Page extract:
* * * *

I prefer the caddy version of that although I don't think it's NEC approved 

http://www.erico.com/products/CADDYcfcDvcLvlrRetnr.asp


----------



## 480sparky

dowmace said:


> I prefer the caddy version of that although I don't think it's NEC approved
> 
> http://www.erico.com/products/CADDYcfcDvcLvlrRetnr.asp


I think the Caddy is more for when the wall surface isn't done properly to allow the mickey-mouse ears of a device to set solid against it. If you have a combustible wall material and your box is not flush, you need the Arlington extender.


----------



## BryanMD

Had to do a pipe rack a few years ago without a helper.
Used bungee cords hooked to the rain gutter to support the length of pipe.
Allowed me to focus on the glue and clamps.


----------



## 220/221

Seems like that would get in the way, doing more harm than good???

And......running conduit from an extension ring???? I came upon a job once that had FOUR extension rings stacked up with conduit, flex and MC in all of them.:jester: 



Hmm.....j box pic won't post


----------



## randomkiller

220/221 said:


> Seems like that would get in the way, doing more harm than good???
> 
> And......running conduit from an extension ring???? I came upon a job once that had FOUR extension rings stacked up with conduit, flex and MC in all of them.:jester:
> 
> 
> 
> Hmm.....j box pic won't post


Four is a tad much but I see two stacks pretty often.


----------



## joeyuk

Some great ideas here. More then a couple new to me.

When mounting a box to the underside of unistrut thru the pre fab holes use a spring nut inside the strut (spring away from the box)to bolt into. 

I use a 7/8 spade bit in a battery drill to drill holes in sheetrock for toggle bolts. No core to clear.

* * * *

Provided material:

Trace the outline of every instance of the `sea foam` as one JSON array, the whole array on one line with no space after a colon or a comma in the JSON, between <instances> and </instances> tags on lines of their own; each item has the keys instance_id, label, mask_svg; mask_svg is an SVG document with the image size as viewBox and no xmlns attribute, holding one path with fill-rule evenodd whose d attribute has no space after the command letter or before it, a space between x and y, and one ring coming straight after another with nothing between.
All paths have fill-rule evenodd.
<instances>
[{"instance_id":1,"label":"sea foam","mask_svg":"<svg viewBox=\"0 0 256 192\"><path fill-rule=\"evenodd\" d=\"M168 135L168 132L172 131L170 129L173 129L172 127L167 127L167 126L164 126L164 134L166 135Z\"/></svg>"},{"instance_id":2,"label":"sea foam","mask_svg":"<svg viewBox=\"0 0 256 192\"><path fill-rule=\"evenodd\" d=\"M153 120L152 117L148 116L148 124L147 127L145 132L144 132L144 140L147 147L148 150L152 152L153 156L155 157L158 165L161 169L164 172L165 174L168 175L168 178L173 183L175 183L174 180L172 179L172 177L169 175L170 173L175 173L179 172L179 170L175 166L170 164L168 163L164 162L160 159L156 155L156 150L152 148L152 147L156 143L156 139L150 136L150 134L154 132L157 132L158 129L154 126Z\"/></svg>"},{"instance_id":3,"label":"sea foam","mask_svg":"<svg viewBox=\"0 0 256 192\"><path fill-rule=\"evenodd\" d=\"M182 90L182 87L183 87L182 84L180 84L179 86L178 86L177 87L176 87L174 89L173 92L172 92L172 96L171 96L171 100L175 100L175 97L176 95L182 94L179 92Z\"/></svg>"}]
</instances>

* * * *

Task goal: Copy out the entire forum thread on electrical boxes and installation tips from above, word for word, including the quoted posts and the dividing lines.

Output:
I prefer the caddy version of that although I don't think it's NEC approved 

http://www.erico.com/products/CADDYcfcDvcLvlrRetnr.asp


----------



## 480sparky

dowmace said:


> I prefer the caddy version of that although I don't think it's NEC approved
> 
> http://www.erico.com/products/CADDYcfcDvcLvlrRetnr.asp


I think the Caddy is more for when the wall surface isn't done properly to allow the mickey-mouse ears of a device to set solid against it. If you have a combustible wall material and your box is not flush, you need the Arlington extender.


----------



## BryanMD

Had to do a pipe rack a few years ago without a helper.
Used bungee cords hooked to the rain gutter to support the length of pipe.
Allowed me to focus on the glue and clamps.


----------



## 220/221

Seems like that would get in the way, doing more harm than good???

And......running conduit from an extension ring???? I came upon a job once that had FOUR extension rings stacked up with conduit, flex and MC in all of them.:jester: 



Hmm.....j box pic won't post


----------



## randomkiller

220/221 said:


> Seems like that would get in the way, doing more harm than good???
> 
> And......running conduit from an extension ring???? I came upon a job once that had FOUR extension rings stacked up with conduit, flex and MC in all of them.:jester:
> 
> 
> 
> Hmm.....j box pic won't post


Four is a tad much but I see two stacks pretty often.


----------



## joeyuk

Some great ideas here. More then a couple new to me.

When mounting a box to the underside of unistrut thru the pre fab holes use a spring nut inside the strut (spring away from the box)to bolt into. 

I use a 7/8 spade bit in a battery drill to drill holes in sheetrock for toggle bolts. No core to clear.